### Text for analysis:
# # # # # # #

The evolution of increased competitive ability (EICA) hypothesis was developed in 1995 by Blossey and Nötzold to explain the success of invasive species particularly plants. It predicts that invasive plant species will be released from native specialist predators in their introduced habitat. They subsequently evolve with less investment in anti-herbivore defenses and allocate more resources to vegetative and reproductive growth relative to conspecifics. Scientists believe that a lack of native predators allows plants to reallocate resources from defense to growth and reproduction. It differs from similar ideas such s the predator release hypothesis in that it is believed invasives have lower fitness at the time of introduction and evolve to be more fit by the time it is considered invasive (Bossdorf, 2005).
This hypothesis has been supported by several studies. A study on Solidago gigantea observed the rate of herbivory by specialist and generalist insects found that plants in both invasive and native populations had similar levels of allelopathic chemicals. However, generalist caterpillars had higher growth rates on invasive populations suggesting partial agreement with the EICA hypothesis as some defense had been lost (Joshi, 2005) . Another study on Senecio jacobaea measured levels of allelopathic chemicals in populations from North America, Australia and New Zealand. They similarly found that compounds involved in defense of specialist herbivores decreased. However an increase in compounds to deter generalist herbivores was observed. They concluded that in invasive populations there was a decrease in specialist defense and an increase in both growth and generalist herbivore defense (Hull-Sander, 2007).
Hull-Sanders, H. M., Clare, R., Johnson, R. H., & Meyer, G. A. (2007). Evaluation of the evolution of increased competitive ability (EICA) hypothesis: loss of defense against generalist but not specialist herbivores. Journal of chemical ecology, 33(4), 781-799.
Joshi, J., & Vrieling, K. (2005). The enemy release and EICA hypothesis revisited: incorporating the fundamental difference between specialist and generalist herbivores. Ecology Letters, 8(7), 704-714.
Bossdorf, O., Auge, H., Lafuma, L., Rogers, W. E., Siemann, E., & Prati, D. (2005). Phenotypic and genetic differentiation between native and introduced plant populations. Oecologia, 144(1), 1-11.

# # # # # # #

### Stored data:
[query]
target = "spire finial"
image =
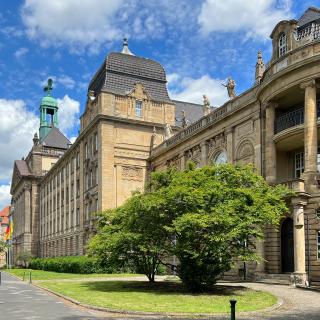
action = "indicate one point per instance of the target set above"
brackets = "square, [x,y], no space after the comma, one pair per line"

# # # # # # #

### Work to complete:
Reproduce the EICA passage word for word, starting with "Bossdorf, O., Auge, H., Lafuma, L., Rogers, W." and going on through "Oecologia, 144(1), 1-11.". Work only from the EICA passage.

### Response for this exercise:
Bossdorf, O., Auge, H., Lafuma, L., Rogers, W. E., Siemann, E., & Prati, D. (2005). Phenotypic and genetic differentiation between native and introduced plant populations. Oecologia, 144(1), 1-11.